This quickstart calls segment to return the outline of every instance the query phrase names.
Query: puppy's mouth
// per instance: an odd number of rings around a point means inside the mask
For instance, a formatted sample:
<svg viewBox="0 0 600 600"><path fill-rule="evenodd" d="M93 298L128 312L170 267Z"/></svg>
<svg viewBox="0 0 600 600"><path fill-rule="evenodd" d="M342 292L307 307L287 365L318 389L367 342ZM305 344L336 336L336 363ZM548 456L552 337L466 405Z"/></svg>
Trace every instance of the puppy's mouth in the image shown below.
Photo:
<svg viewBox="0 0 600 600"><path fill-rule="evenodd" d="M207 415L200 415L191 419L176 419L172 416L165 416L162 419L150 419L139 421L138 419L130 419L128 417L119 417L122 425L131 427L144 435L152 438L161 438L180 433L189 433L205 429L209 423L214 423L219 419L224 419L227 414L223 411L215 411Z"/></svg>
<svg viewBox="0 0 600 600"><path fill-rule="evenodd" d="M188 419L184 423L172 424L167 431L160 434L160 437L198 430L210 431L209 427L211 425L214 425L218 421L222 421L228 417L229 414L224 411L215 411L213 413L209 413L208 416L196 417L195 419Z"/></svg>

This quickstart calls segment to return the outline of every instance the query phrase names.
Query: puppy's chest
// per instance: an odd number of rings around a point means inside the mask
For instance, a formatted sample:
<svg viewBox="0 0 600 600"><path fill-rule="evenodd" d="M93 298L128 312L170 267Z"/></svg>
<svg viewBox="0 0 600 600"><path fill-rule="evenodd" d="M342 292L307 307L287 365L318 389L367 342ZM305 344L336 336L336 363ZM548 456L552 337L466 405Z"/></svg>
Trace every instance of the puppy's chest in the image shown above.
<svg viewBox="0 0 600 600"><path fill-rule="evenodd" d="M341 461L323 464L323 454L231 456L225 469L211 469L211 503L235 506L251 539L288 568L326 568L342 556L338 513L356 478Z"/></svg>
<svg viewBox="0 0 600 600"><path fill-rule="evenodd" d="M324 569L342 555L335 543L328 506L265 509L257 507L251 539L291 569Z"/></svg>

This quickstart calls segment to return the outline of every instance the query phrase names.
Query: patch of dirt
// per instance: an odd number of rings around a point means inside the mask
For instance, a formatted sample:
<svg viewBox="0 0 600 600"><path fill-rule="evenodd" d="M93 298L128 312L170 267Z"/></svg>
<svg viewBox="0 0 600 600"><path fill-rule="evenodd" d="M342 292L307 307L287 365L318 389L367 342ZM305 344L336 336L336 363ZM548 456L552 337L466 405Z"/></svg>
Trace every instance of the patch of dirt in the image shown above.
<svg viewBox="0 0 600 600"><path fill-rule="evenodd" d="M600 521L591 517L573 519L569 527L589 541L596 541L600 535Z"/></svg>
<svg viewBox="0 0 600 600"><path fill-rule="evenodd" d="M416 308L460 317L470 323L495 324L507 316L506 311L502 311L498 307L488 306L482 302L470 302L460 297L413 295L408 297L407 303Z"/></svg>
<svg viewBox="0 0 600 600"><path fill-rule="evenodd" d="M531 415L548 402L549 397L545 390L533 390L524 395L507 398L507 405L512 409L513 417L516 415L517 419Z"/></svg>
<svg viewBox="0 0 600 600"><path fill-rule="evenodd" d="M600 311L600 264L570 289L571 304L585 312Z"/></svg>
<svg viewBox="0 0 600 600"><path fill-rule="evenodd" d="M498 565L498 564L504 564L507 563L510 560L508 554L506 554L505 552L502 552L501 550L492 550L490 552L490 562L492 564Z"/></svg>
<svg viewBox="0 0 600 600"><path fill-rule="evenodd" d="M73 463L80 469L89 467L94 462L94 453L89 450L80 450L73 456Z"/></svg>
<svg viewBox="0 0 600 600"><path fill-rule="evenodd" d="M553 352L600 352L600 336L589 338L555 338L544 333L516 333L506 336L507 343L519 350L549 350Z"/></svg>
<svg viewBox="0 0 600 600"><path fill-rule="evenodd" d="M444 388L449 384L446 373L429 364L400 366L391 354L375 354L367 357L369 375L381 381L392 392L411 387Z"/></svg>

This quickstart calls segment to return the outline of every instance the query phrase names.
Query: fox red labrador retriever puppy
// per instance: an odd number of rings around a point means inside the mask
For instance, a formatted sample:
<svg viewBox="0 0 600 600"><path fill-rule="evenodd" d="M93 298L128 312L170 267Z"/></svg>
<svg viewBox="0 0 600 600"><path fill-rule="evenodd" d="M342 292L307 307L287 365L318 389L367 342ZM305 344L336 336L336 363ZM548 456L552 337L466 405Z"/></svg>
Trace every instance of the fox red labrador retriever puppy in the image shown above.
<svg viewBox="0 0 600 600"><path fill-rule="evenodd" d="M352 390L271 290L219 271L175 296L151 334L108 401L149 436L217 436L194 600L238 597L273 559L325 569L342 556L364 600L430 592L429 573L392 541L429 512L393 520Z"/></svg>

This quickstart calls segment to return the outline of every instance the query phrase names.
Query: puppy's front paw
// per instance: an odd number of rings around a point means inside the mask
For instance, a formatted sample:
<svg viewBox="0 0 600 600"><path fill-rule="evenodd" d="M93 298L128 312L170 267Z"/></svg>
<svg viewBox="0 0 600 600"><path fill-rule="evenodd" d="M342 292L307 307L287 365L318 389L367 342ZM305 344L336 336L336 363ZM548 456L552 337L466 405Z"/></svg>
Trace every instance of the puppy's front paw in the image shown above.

What you have to do:
Take the lines from the start of the records through the line holding "Trace every instance of the puppy's mouth", both included, and please print them exactly, with nothing else.

Reply:
This quickstart calls segment to return the outline of every instance the query phrase names.
Query: puppy's mouth
// per instance: an odd number of rings around a point means inside the mask
For instance, a formatted sample:
<svg viewBox="0 0 600 600"><path fill-rule="evenodd" d="M93 298L128 312L170 267Z"/></svg>
<svg viewBox="0 0 600 600"><path fill-rule="evenodd" d="M342 292L307 307L287 365L318 389L367 342ZM305 344L336 336L336 363ZM548 456L552 337L466 405Z"/></svg>
Trace every instance of the puppy's mouth in the image shown below.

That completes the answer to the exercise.